[Records from a data source]
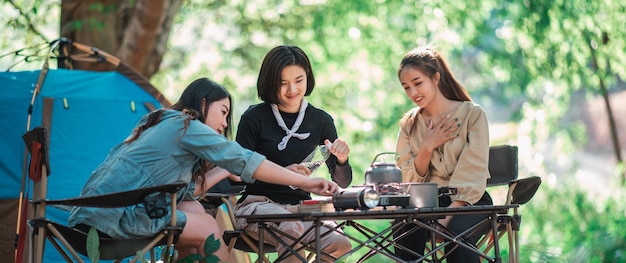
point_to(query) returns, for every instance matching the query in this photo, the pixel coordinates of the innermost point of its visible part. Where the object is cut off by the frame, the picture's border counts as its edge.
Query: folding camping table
(381, 242)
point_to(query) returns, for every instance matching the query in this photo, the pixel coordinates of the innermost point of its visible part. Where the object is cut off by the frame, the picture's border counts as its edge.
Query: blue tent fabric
(90, 113)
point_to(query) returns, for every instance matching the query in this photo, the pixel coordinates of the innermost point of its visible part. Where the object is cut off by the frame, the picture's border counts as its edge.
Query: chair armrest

* Task description *
Repeat each entry precisely as it appears. Leave the pictures out.

* Reply *
point_to(query) returns, for every instance matching the query in this photo, the pixel coordinates of the innermost point of its visible part. Where the object is cut off by the frame, the picture's border counts as its edge.
Query: folding camping table
(381, 242)
point_to(query) returns, for every instance matching the query in this photo, the pixel coordinates of the innermost point of its visible part. Where the object is cut off by the frame, the picture's border counts as its edge.
Query: blue tent fabric
(90, 113)
point_to(query) returns, for every instance matching the query in this photo, the pixel coordinates of the innermost point of its visible part. Where the object is cut off by the frame, the picture's border counts as its edge.
Query: chair armrest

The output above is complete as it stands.